Document extract =>
-- Begin --
But I don’t blame the Greeks. Geographically, Athens is a sprawling metropolis larger than Boston, or even Los Angeles, and almost entirely indefensible. Politically, the Greeks knew better. In terms of the threat posed to an Olympics in Greece by anti-American Muslim jihadists, well, it wasn’t going to happen.
A friend of a friend, Petros Petrakopoulos, was a native Athenian and an architect who help design the sailing center for Olympic racing. He was well-versed in the politics and strife in that part of the world. Over dinner in a taverna early in the Olympics, he explained the relationship between Greece and many in the disaffected Arab world that was little understood in the America of 2004, or now.
“Greece is the only friend the Arabs have in Western Europe,” he said. “The consequences of an act here would not help their cause.”
As my travels continued, his observation was repeated again and again by Greeks who knew the danger was negligible. Targets were plentiful and easy, and not just because the tired Greek soldier failed to deliver to me a steely glower. In that time and that place, there just wasn’t the will to kill.
As was seen in Boston Monday, there was a will to kill. Whether the murderers were domestic or foreign is not yet known, and for the moment, secondary to a point about sports as a target for terror.
The bad guys picked an easy target — 26 miles (times two; both sides of the route) of open partying — but they picked on a hard bunch. This was Boston, this was a holiday, these were mostly amateur athletes and all were well accepting of pain, purpose and perseverance. Seal Team 25,000.
For a century, people have come from all over the world to the runner’s Mecca for an annual ritual of heart, mind and body. Somebody gashed them, as well as millions who live vicariously around and through them. They will prevail.
We knew it was coming. Since 9/11, we knew that if the diabolical wanted to have at America again in a deeply visceral way, probably it would be via sports. So we’ve wrapped our sports events in double-secret security. And it’s worked. Until now.
-- End --
Dataset extract =>
-- Begin --
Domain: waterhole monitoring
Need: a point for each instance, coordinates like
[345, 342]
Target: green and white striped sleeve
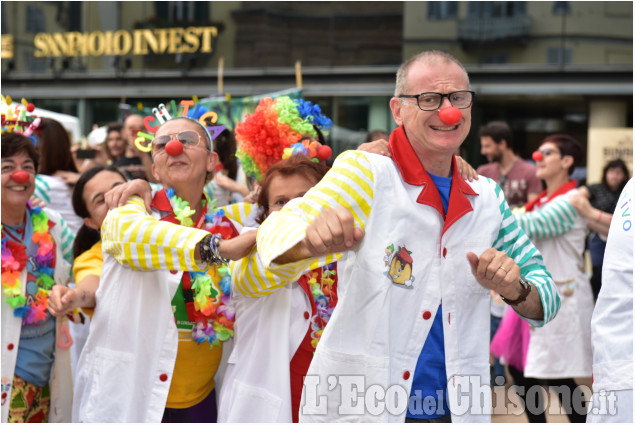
-- End --
Work to complete => According to the essay on sports and terror, why did Greeks consider the danger of a jihadist attack on the Athens Olympics negligible? Answer in one to three sentences.

Response => As Petros Petrakopoulos explained, Greece was the only friend the Arabs had in Western Europe. An attack there would therefore not help their cause. Other Greeks repeated this view.